Saved data entries
····················

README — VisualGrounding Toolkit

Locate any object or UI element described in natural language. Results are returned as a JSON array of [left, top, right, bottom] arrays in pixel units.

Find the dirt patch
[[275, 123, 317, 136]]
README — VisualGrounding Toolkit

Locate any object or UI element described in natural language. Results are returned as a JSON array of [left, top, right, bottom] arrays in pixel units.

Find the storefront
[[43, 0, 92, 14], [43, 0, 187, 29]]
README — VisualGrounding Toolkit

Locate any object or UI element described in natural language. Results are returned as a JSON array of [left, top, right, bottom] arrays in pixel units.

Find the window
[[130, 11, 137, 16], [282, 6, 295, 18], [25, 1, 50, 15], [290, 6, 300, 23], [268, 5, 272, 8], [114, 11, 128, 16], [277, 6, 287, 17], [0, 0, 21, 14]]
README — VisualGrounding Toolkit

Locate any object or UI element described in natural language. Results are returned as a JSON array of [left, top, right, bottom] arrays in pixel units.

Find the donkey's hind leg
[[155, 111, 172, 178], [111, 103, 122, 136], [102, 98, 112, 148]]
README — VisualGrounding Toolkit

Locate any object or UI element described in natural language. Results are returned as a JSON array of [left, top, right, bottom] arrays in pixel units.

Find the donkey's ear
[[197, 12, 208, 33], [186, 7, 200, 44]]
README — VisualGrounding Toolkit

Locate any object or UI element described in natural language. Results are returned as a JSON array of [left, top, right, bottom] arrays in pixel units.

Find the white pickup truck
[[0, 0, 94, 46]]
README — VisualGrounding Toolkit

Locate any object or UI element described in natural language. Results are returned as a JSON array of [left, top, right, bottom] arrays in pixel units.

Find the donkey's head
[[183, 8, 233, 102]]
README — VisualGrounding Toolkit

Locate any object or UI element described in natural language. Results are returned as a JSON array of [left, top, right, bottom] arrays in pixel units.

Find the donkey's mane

····················

Task statement: The data is to be reproduced in full, every line intact.

Output for this task:
README — VisualGrounding Toolkit

Locate any object or UI element described in natural language. Results are returned as a JSON array of [left, top, right, bottom] arrays in pixel units.

Find the dirt patch
[[275, 123, 317, 136]]
README — VisualGrounding Toolkit

Locate any object or UI element described in natural language. Results are returned as a JSON array of [left, top, right, bottom] arrays in pixel units.

Find the storefront
[[43, 0, 92, 14], [43, 0, 187, 29]]
README — VisualGrounding Toolkit

Locate any object or UI element described in natural language. Results are returned as a JSON array of [left, top, right, bottom] arrays in pixel units.

Find the window
[[130, 11, 137, 16], [282, 6, 295, 18], [25, 1, 50, 15], [290, 6, 300, 23], [268, 5, 272, 8], [114, 11, 128, 16], [277, 6, 287, 17], [0, 0, 21, 14]]
README — VisualGrounding Toolkit

Locate any object or UI element described in natural language. Results are returned as a JSON array of [left, top, right, bottom] arrays in pixel units.

Find the donkey's hind leg
[[155, 111, 172, 178], [111, 103, 122, 136], [102, 98, 112, 148]]
README — VisualGrounding Toolkit

Locate any object or UI element described in natural language. Results are returned as a JSON array of [left, top, right, bottom] arrays in pixel units.

Find the donkey's ear
[[197, 12, 208, 33], [186, 7, 200, 44]]
README — VisualGrounding Toolkit

Locate any object or UI element described in natural language. Results are returned as a JSON array of [left, top, right, bottom] arrays in pixel units.

Find the white pickup truck
[[0, 0, 94, 46]]
README — VisualGrounding Toolkit

Locate any object or UI element described in natural language. Results are returned as a JSON array of [left, top, right, bottom] arrays in pixel units.

Find the donkey's head
[[183, 8, 233, 102]]
README — VisualGrounding Toolkit

Locate any object or UI element described in natural language. Results are returned as a JSON array of [left, top, right, bottom] arrays in pixel units.

Find the donkey's mane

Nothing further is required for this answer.